Position identification records
↓
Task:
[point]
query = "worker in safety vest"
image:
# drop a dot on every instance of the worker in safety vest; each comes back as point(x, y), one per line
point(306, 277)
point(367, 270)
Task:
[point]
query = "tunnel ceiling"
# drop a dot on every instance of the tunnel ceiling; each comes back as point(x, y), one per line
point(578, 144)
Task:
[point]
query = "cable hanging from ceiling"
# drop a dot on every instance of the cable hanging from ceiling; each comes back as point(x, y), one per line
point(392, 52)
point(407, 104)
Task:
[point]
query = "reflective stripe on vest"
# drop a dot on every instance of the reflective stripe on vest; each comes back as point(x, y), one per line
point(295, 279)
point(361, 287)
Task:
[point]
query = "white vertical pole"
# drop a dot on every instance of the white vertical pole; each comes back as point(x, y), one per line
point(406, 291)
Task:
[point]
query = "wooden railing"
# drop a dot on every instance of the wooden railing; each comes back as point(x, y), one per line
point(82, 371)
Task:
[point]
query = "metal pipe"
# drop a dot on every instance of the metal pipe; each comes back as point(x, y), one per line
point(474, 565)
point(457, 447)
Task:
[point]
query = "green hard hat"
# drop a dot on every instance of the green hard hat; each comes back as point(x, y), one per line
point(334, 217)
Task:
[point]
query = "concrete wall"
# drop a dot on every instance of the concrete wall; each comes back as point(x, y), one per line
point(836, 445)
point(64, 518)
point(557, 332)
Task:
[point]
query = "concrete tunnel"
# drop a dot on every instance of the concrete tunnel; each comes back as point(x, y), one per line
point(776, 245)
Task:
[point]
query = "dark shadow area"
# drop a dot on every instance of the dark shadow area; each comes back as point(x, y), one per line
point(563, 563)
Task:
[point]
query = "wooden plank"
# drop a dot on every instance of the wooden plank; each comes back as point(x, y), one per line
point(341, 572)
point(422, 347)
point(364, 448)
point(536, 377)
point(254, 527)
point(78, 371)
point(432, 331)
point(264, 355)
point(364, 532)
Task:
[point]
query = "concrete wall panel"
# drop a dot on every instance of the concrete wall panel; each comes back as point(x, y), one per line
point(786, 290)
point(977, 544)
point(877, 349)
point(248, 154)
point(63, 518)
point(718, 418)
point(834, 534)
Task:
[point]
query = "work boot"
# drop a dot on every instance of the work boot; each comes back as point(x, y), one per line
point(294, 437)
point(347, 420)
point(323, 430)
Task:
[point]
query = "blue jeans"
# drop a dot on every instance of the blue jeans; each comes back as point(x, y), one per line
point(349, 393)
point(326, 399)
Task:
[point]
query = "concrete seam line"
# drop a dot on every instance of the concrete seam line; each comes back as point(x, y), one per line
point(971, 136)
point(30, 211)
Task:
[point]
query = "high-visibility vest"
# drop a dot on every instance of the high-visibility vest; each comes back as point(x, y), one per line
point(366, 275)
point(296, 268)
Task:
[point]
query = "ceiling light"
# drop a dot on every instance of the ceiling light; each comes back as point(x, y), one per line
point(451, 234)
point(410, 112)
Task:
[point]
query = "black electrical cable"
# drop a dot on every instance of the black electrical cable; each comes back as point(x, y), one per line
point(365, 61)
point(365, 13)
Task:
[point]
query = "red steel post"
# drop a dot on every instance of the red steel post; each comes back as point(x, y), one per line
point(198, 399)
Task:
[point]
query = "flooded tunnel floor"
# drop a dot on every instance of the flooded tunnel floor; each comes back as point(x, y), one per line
↑
Reproduce all the data word for word.

Task:
[point]
query = "worker in safety vest"
image:
# drop a dot on every instance of the worker in safety vest; each comes back as point(x, y), one per line
point(306, 277)
point(367, 270)
Task:
[point]
query = "tunnel ceiling"
# drop a dot on every instance of the tunnel ceiling; each comes back as point(x, y), one per line
point(578, 144)
Task:
[point]
query = "cable hanging from ceiling"
# drop a dot on every instance of the cable hanging from ceiling; each comes back as point(x, y), one per line
point(392, 52)
point(407, 104)
Task:
[point]
query = "reflective stripe on vest"
# drop a dot on every instance of the reflective stripe on vest; each comes back as point(x, y), one per line
point(295, 279)
point(361, 287)
Task:
[point]
query = "white vertical pole"
# drop a dot on every instance of the white vertical pole; each comes back as point(x, y), one per line
point(406, 291)
Task:
[point]
query = "wooden railing"
# drop a dot on every instance of the wooden railing; each comes back as point(x, y), one per line
point(82, 371)
Task:
[point]
query = "metal pipe"
# drop a dot on every instance of the metal pipe; each comes back as point(x, y), one per line
point(474, 565)
point(457, 447)
Task:
[point]
query = "green hard hat"
# drop a dot on every instance of the green hard hat; each comes back as point(x, y), one per line
point(334, 217)
Task:
[point]
query = "concrete wall"
# drop a dot on every instance of the concrete wall; each comes back as point(x, y), one per line
point(836, 445)
point(64, 518)
point(557, 332)
Task:
[point]
query = "concrete tunnel"
# drop a dot on every instance of the concrete tunnel; each comes back as point(x, y), one per line
point(776, 245)
Task:
[point]
query = "dark shadow area"
# drop a dot on every instance of the dark shadow area; each comes back as point(x, y), one per line
point(563, 563)
Task:
[point]
query = "wooden plank"
# drop a dot on every instance of the wooden plank; each comes back as point(x, y), one per line
point(341, 572)
point(422, 347)
point(364, 448)
point(536, 377)
point(254, 527)
point(78, 371)
point(432, 331)
point(264, 355)
point(364, 532)
Task:
[point]
query = "concrete wall panel"
# drop a dot on every instance of the concrete wall panel; each comes back as point(x, y), one per line
point(786, 290)
point(977, 544)
point(877, 349)
point(248, 154)
point(63, 518)
point(718, 418)
point(834, 534)
Task:
[point]
query = "work boot"
# drop a dot on every instance of the work boot; each comes back as point(x, y), one per line
point(294, 437)
point(347, 420)
point(323, 430)
Task:
[point]
query = "blue jeans"
# drop a dot on every instance of the blue jeans; each comes back as point(x, y), one per line
point(349, 393)
point(326, 399)
Task:
[point]
query = "concrete seam line"
# drop a dot on every instance of the concrete seam line; each comes back as point(x, y), one per line
point(971, 136)
point(30, 211)
Task:
[point]
query = "high-visibility vest"
# drop a dot on every instance of the high-visibility vest; each comes back as point(x, y), one per line
point(366, 275)
point(296, 268)
Task:
[point]
query = "ceiling light"
# drop a dot on every instance of the ceiling light; each comes back as point(x, y), one per line
point(451, 234)
point(410, 112)
Task:
[point]
query = "black electrical cable"
# drop a dot on every instance of the black electrical cable; each comes back as point(x, y), one per line
point(365, 61)
point(365, 13)
Task:
[point]
query = "red steel post"
# drop a dot on every instance of the red steel post; each comes back as point(x, y), one per line
point(198, 399)
Task:
[point]
query = "flooded tunnel floor"
# drop a dot on every instance of the flooded tunnel floor; each comes back as point(x, y), one per line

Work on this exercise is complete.